Exercise goal: Write out each record below exactly as it appears, with no pictures.
··· Dataset records ···
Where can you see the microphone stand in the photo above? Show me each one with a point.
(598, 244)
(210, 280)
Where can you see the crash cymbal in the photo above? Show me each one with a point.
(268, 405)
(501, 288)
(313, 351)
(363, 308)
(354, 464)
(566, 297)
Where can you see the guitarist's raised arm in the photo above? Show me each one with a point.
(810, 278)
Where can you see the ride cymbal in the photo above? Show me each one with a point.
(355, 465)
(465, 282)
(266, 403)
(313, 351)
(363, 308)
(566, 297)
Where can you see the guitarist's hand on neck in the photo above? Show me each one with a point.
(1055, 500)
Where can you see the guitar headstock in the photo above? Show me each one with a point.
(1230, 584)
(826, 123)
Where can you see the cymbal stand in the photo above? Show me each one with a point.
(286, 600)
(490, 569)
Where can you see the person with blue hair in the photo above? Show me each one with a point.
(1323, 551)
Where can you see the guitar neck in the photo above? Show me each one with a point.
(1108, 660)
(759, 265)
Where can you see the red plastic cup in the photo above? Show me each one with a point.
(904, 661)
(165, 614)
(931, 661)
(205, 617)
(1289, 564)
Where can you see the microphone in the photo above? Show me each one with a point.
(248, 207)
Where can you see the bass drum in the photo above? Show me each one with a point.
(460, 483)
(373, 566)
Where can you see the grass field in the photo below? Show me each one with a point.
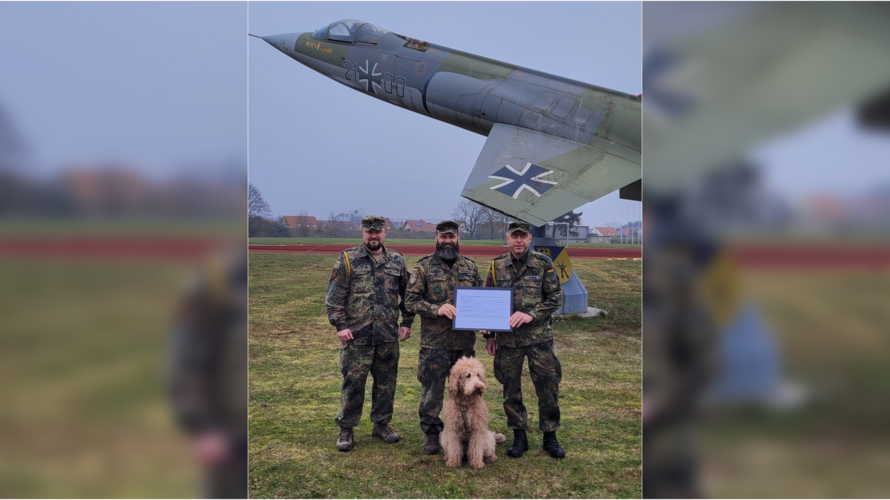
(396, 241)
(295, 388)
(84, 412)
(831, 328)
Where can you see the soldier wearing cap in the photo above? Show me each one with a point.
(365, 295)
(537, 294)
(431, 295)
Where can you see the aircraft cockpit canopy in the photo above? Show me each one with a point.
(349, 30)
(369, 33)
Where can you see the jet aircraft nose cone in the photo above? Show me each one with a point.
(284, 42)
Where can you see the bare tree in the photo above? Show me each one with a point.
(256, 205)
(471, 214)
(303, 224)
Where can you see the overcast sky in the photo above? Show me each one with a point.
(155, 86)
(318, 146)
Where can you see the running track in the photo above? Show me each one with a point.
(468, 250)
(791, 256)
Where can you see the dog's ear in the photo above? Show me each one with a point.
(454, 383)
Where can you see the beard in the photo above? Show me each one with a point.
(373, 245)
(447, 251)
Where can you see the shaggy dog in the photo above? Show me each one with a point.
(465, 415)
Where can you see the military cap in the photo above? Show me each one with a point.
(447, 226)
(374, 222)
(518, 225)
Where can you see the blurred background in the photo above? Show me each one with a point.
(122, 192)
(767, 255)
(122, 186)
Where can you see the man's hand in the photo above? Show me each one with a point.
(447, 310)
(211, 448)
(490, 346)
(404, 333)
(519, 318)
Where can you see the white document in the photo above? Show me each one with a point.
(483, 309)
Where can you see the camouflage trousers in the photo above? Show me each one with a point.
(356, 361)
(546, 372)
(432, 370)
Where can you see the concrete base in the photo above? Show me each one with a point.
(574, 295)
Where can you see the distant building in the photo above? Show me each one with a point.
(298, 221)
(419, 226)
(610, 232)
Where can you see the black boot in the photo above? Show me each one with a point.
(551, 445)
(520, 444)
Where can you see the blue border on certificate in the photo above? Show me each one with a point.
(492, 290)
···
Task output:
Where can you see the microphone stand in the photo above? Show me each one with a point.
(598, 244)
(210, 280)
Where can you see the crash cymbal in the photo above? Show me each one with a point.
(268, 405)
(501, 288)
(313, 351)
(363, 308)
(354, 464)
(566, 297)
Where can you see the guitarist's raised arm in the photo above? Show me each one with a point.
(810, 278)
Where can you see the ride cymbal in the photo above? Show me each one with a point.
(355, 465)
(465, 282)
(266, 403)
(313, 351)
(363, 308)
(566, 297)
Where can you see the guitarist's hand on neck in the photo above? Show me each one with a point.
(1055, 500)
Where can you see the guitar headstock in the photo above? Show me each one with a point.
(1230, 584)
(826, 123)
Where can you see the cymbal stand in the photo above? Show me each one with a point.
(286, 600)
(490, 569)
Where can you see the person with blue hair in the photo above? Show me each one with a point.
(1323, 551)
Where can you see the guitar neck in the photo above? Show me each one with a point.
(1108, 660)
(759, 265)
Where can you see the red plastic cup in the photo above? Show me each one with a point.
(904, 661)
(165, 614)
(931, 661)
(205, 617)
(1289, 564)
Where can you see the microphone in the photo above? Show me each one with a point.
(248, 207)
Where can you see the bass drum in the photo above? Show me each one with a point.
(460, 483)
(373, 566)
Where can you see the grass field in the photo below? Show me each one with a point.
(396, 241)
(295, 388)
(84, 412)
(831, 328)
Where can you see the soldier wearing cap in the photo above? Show me each one with a point.
(365, 295)
(537, 294)
(431, 295)
Where can you see the aircraft cockpit canopy in the photo above? Show me each one with a point.
(349, 30)
(369, 33)
Where can you see the jet aircraft nose cone in the photo above? Show me each one with a point.
(284, 42)
Where can you see the bare tree in the photo above? Show me each one with a point.
(256, 205)
(471, 214)
(303, 224)
Where can you see the overcast sky in the photo above? Show me each one with a point.
(155, 86)
(318, 146)
Where can you see the running track in the photo above? Show me each one with a point.
(468, 250)
(791, 256)
Where can you see the dog's ear in the photo above? Show me each one with a point.
(454, 383)
Where can you see the beard in the photo above? Show me each one with a point.
(373, 245)
(447, 251)
Where can you see the shaggy dog in the photo above? Show me each one with a point.
(465, 415)
Where can you see the military cap in the photo above? Show me each one with a point.
(447, 226)
(374, 222)
(518, 225)
Where can you see the blurred background in the photo above? Show me each one with a point.
(122, 192)
(767, 255)
(122, 186)
Where can you see the man's hand in the photo above? Show me each one with a point.
(447, 310)
(211, 448)
(490, 346)
(404, 333)
(519, 318)
Where can you see the white document in the photo above? Show me each one with a point.
(483, 309)
Where can you see the camouflage trousers in the photo above? Show me each one with a point.
(356, 361)
(546, 372)
(432, 370)
Where can you see the concrete base in the photo above? Show me each one with a point.
(574, 295)
Where can you see the distant building in the photo above? Show me each one with a point.
(298, 221)
(419, 226)
(610, 232)
Where can you see the black boot in the photo above? Show me each one with a point.
(551, 445)
(520, 444)
Where can you see the blue border on certificate in the photo above? Show me each one with a point.
(492, 290)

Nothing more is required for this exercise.